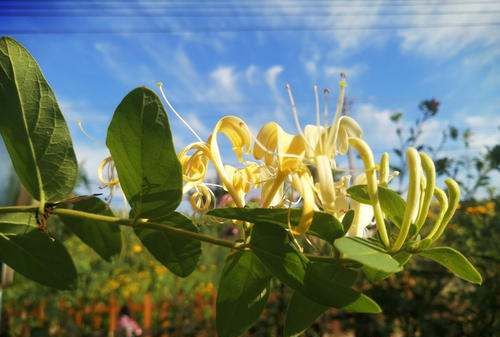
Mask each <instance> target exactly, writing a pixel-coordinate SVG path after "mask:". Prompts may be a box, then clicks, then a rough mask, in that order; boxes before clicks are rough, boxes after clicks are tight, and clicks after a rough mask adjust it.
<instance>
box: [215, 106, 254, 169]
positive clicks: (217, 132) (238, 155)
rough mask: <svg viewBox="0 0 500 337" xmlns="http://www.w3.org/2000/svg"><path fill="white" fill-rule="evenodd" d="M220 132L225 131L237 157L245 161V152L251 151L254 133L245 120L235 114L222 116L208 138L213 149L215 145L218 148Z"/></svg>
mask: <svg viewBox="0 0 500 337" xmlns="http://www.w3.org/2000/svg"><path fill="white" fill-rule="evenodd" d="M219 132H220V133H223V134H224V135H225V136H226V137H227V138H228V139H229V141H230V142H231V145H232V146H233V151H234V153H235V154H236V157H237V158H238V160H239V161H243V153H248V152H250V146H251V144H252V135H251V133H250V130H249V129H248V126H247V125H246V124H245V122H243V120H242V119H240V118H238V117H235V116H225V117H222V118H221V119H220V120H219V121H218V122H217V124H216V125H215V127H214V130H213V132H212V135H211V136H210V138H209V140H208V144H209V147H210V150H211V151H213V150H214V148H215V147H217V149H218V145H217V135H218V133H219ZM217 152H218V151H217Z"/></svg>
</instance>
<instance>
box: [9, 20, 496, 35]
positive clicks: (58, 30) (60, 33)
mask: <svg viewBox="0 0 500 337" xmlns="http://www.w3.org/2000/svg"><path fill="white" fill-rule="evenodd" d="M460 27H463V28H484V27H500V21H493V22H469V23H465V22H464V23H441V24H419V25H387V26H335V25H325V26H316V27H314V26H296V27H291V26H248V27H243V26H241V27H213V26H205V27H201V26H200V27H186V28H182V29H179V28H174V29H172V28H162V27H135V28H134V27H133V28H125V29H117V28H98V29H85V28H84V29H67V28H45V27H44V28H38V29H37V28H32V29H16V28H14V29H2V33H3V34H18V35H38V34H56V35H57V34H185V33H200V34H206V33H224V32H238V33H245V32H320V31H321V32H334V31H385V30H409V29H423V30H428V29H447V28H460Z"/></svg>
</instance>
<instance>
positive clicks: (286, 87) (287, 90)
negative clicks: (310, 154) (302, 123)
mask: <svg viewBox="0 0 500 337" xmlns="http://www.w3.org/2000/svg"><path fill="white" fill-rule="evenodd" d="M285 88H286V91H287V92H288V98H289V99H290V105H291V106H292V116H293V121H294V122H295V127H296V128H297V131H298V132H299V134H300V135H301V136H302V138H303V139H304V143H305V144H306V145H307V146H309V148H310V149H311V150H312V151H314V148H313V147H312V146H311V145H310V144H309V142H308V141H307V138H306V136H305V135H304V131H303V130H302V127H301V126H300V122H299V113H298V112H297V105H296V104H295V100H294V99H293V94H292V89H291V87H290V84H288V83H287V84H286V86H285Z"/></svg>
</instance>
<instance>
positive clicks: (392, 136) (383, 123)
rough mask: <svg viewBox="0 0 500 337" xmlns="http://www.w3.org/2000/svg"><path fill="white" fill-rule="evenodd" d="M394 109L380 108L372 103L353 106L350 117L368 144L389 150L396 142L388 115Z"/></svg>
mask: <svg viewBox="0 0 500 337" xmlns="http://www.w3.org/2000/svg"><path fill="white" fill-rule="evenodd" d="M393 113H394V111H392V110H389V109H380V108H378V107H376V106H374V105H372V104H361V105H359V106H357V107H356V106H355V110H354V112H353V114H352V117H353V118H354V119H355V120H356V121H357V122H358V123H359V125H360V126H361V128H362V129H363V137H364V138H365V139H367V141H368V143H369V144H370V146H372V147H373V148H376V149H380V150H384V151H387V150H390V149H392V148H393V147H395V145H396V144H397V143H398V138H397V135H396V132H395V127H394V123H393V122H392V121H391V119H390V117H391V115H392V114H393Z"/></svg>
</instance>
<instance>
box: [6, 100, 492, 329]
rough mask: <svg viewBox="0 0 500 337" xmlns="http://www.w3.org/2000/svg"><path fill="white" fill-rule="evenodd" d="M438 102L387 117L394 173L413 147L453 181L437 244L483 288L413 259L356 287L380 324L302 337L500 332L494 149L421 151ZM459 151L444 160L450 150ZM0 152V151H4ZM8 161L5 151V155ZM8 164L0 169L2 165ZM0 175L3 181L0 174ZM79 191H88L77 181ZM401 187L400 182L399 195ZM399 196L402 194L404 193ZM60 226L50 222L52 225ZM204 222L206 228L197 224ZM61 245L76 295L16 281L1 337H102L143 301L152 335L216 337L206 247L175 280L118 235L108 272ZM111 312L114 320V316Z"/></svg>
mask: <svg viewBox="0 0 500 337" xmlns="http://www.w3.org/2000/svg"><path fill="white" fill-rule="evenodd" d="M439 107H440V104H439V101H437V100H435V99H430V100H425V101H423V102H421V103H420V105H419V108H420V111H421V115H420V116H418V117H417V118H416V119H415V120H414V121H409V122H408V121H406V120H405V116H404V114H403V113H395V114H394V115H393V116H392V121H393V122H394V124H395V126H396V128H395V130H396V133H397V135H398V137H399V140H400V143H399V144H397V145H396V146H395V148H394V150H393V152H394V155H395V156H396V159H395V160H393V163H394V164H395V166H394V169H396V170H399V171H401V175H400V178H399V181H400V182H403V181H404V179H405V172H404V171H403V170H402V168H403V167H404V165H403V164H404V149H405V148H406V147H408V146H415V147H417V148H418V149H420V150H424V151H427V152H428V153H430V154H431V155H432V156H433V158H434V160H435V161H436V167H437V171H438V174H439V175H441V176H443V175H445V176H452V177H454V178H455V179H456V180H458V181H459V183H460V185H461V187H462V191H463V199H462V202H461V206H460V208H459V211H458V212H457V214H456V216H455V218H454V220H453V221H452V223H451V224H450V228H449V230H447V231H446V232H445V233H446V234H445V236H444V238H443V239H442V241H443V242H442V243H443V245H444V244H446V245H450V246H452V247H455V248H457V249H459V250H460V251H461V252H462V253H463V254H464V255H465V256H469V257H471V259H472V262H473V263H474V265H476V266H477V267H478V268H479V270H480V272H481V274H482V275H483V279H484V283H483V285H482V286H474V285H471V284H467V283H466V282H464V281H461V280H460V279H458V278H456V277H454V276H453V275H451V274H449V273H448V272H447V271H446V270H445V269H444V268H442V267H440V266H439V265H437V264H435V263H432V262H428V261H424V260H420V259H418V258H414V259H412V260H411V262H410V263H409V264H408V265H407V268H405V270H404V271H403V272H402V273H399V274H396V275H394V276H391V277H389V278H388V279H386V280H384V281H381V282H379V283H377V284H369V283H367V282H363V281H360V287H362V288H363V289H364V291H366V292H367V294H369V295H370V296H371V297H373V298H374V299H375V300H376V301H377V302H378V303H380V304H381V305H382V307H383V309H384V312H383V313H382V314H379V315H363V314H350V313H347V312H339V311H337V310H334V309H331V310H329V311H328V312H327V313H326V314H324V315H323V316H322V317H320V318H319V319H318V320H317V322H316V323H315V324H314V325H313V326H312V327H311V328H310V329H308V330H307V331H306V332H305V335H306V336H357V337H377V336H471V337H472V336H474V337H475V336H481V337H482V336H498V332H499V331H500V314H499V312H500V289H499V288H500V282H499V281H500V248H499V247H500V246H499V244H498V243H499V242H500V213H499V212H498V209H499V207H500V196H499V194H498V190H497V186H496V184H495V180H494V179H495V175H496V180H497V181H498V173H499V170H500V144H499V145H496V146H494V147H491V148H485V149H484V150H483V151H481V152H480V153H476V154H475V155H474V156H471V155H470V153H471V152H470V151H468V148H469V144H470V140H471V138H472V137H474V134H473V130H468V129H464V130H462V129H460V128H459V127H456V126H449V127H447V128H446V129H445V130H444V131H443V132H442V134H441V135H440V138H439V139H438V138H436V141H435V142H433V144H424V143H422V142H421V139H422V137H421V136H422V132H423V131H422V130H423V129H424V128H425V124H426V123H428V122H429V121H430V120H432V118H434V117H435V116H436V115H437V114H438V113H439ZM450 142H451V143H454V144H455V145H456V146H455V149H457V146H458V149H461V151H456V150H455V151H453V152H449V151H448V152H447V151H446V148H447V147H446V146H445V145H446V144H448V143H450ZM0 150H1V151H4V150H3V149H1V148H0ZM1 156H2V158H6V154H5V152H3V153H1ZM5 163H6V161H3V163H2V164H1V165H3V166H5V165H7V164H5ZM0 171H1V172H7V171H8V170H4V167H2V170H0ZM2 178H3V181H7V182H8V183H7V184H4V185H3V187H2V191H0V192H1V193H0V197H2V200H1V202H2V203H3V204H5V203H12V201H15V200H16V197H15V196H16V195H18V194H19V191H18V188H17V184H16V180H15V178H14V177H12V176H8V175H5V176H2ZM80 181H81V184H83V185H87V186H88V184H89V180H88V179H87V178H86V177H85V175H82V177H81V179H80ZM393 185H394V186H393V187H394V188H397V185H398V184H397V182H396V183H395V184H393ZM403 185H404V184H403V183H400V185H399V186H400V189H401V186H403ZM402 192H404V191H402ZM54 221H56V220H55V217H54V218H52V222H54ZM200 221H208V220H203V219H202V220H200ZM51 228H52V230H53V232H54V235H56V236H57V237H59V238H61V239H63V240H64V242H65V244H66V246H67V247H68V249H69V250H70V251H71V254H72V256H73V257H74V260H75V263H76V264H77V268H78V271H79V286H78V289H77V290H75V291H62V292H61V291H55V290H52V289H49V288H46V287H43V286H40V285H38V284H35V283H34V282H32V281H30V280H27V279H25V278H23V277H22V276H20V275H17V274H16V275H15V282H14V285H13V286H11V287H9V288H7V289H5V290H4V307H3V313H4V315H3V319H2V336H106V335H108V330H109V317H110V315H113V313H116V312H114V311H112V310H111V309H112V308H113V306H115V307H116V306H120V305H123V304H128V305H129V306H130V308H131V309H132V314H133V316H134V318H135V319H137V320H138V321H139V322H142V320H143V318H144V317H143V314H144V302H145V299H146V298H151V299H152V308H153V310H152V315H153V317H152V326H151V331H149V332H148V331H147V332H146V333H147V334H150V335H151V336H214V335H215V332H214V331H215V328H214V315H215V307H214V305H215V298H216V289H217V282H218V277H219V272H220V270H221V266H222V262H223V259H224V257H225V255H226V254H227V253H228V252H227V251H226V250H224V249H221V248H217V247H212V246H209V245H204V246H203V249H204V252H205V254H203V255H202V260H201V261H200V264H199V266H198V268H197V270H196V271H195V272H194V273H193V274H192V275H191V276H190V277H188V278H186V279H180V278H178V277H176V276H174V275H172V274H171V273H169V272H167V270H166V269H165V268H164V267H163V266H162V265H160V264H159V263H158V262H156V261H155V260H154V259H153V258H152V257H151V255H150V254H149V253H148V252H147V251H145V250H144V248H143V247H142V246H141V245H140V244H139V242H138V240H137V239H135V236H134V235H132V233H131V232H129V231H127V230H124V231H123V238H124V248H123V251H122V253H121V255H120V256H118V257H116V258H114V260H113V261H112V263H107V262H105V261H103V260H102V259H100V258H99V257H98V256H97V254H95V253H94V252H93V251H92V250H91V249H90V248H88V247H87V246H85V245H84V244H83V243H82V242H81V241H79V239H78V238H76V237H75V236H74V235H72V234H71V233H69V232H67V231H65V230H64V229H62V228H63V227H62V226H58V225H57V224H55V223H52V224H51ZM202 228H204V230H205V231H207V232H209V233H210V234H212V235H218V236H224V237H230V236H232V235H237V233H235V231H236V230H235V229H234V228H232V227H231V226H230V225H227V224H226V225H221V224H216V223H208V224H207V226H202ZM274 288H275V289H274V292H273V293H272V295H271V297H270V300H269V303H268V305H267V307H266V309H265V311H264V313H263V315H262V317H261V319H260V321H259V322H258V323H257V324H256V325H255V326H254V327H253V328H252V329H251V330H250V331H249V332H248V335H249V336H281V335H282V334H281V331H282V326H283V323H284V318H285V317H284V312H285V309H286V305H287V302H288V300H289V297H290V295H291V293H290V291H289V289H287V288H286V287H284V286H282V285H278V284H276V285H275V286H274ZM110 310H111V311H110Z"/></svg>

_ _ _ _

Goal of the exercise: In the answer, set down only the lines from the opening line of the listing through the line that holds "positive clicks: (217, 132) (238, 155)", exactly as they appear, minus the pictures.

Solution below:
Mask each <instance> target exactly, writing a pixel-coordinate SVG path after "mask:". Prompts may be a box, then clicks, then a rough mask, in that order; boxes before clicks are rough, boxes after clicks are tight, and clicks after a rough mask adjust it.
<instance>
box: [215, 106, 254, 169]
positive clicks: (217, 132) (238, 155)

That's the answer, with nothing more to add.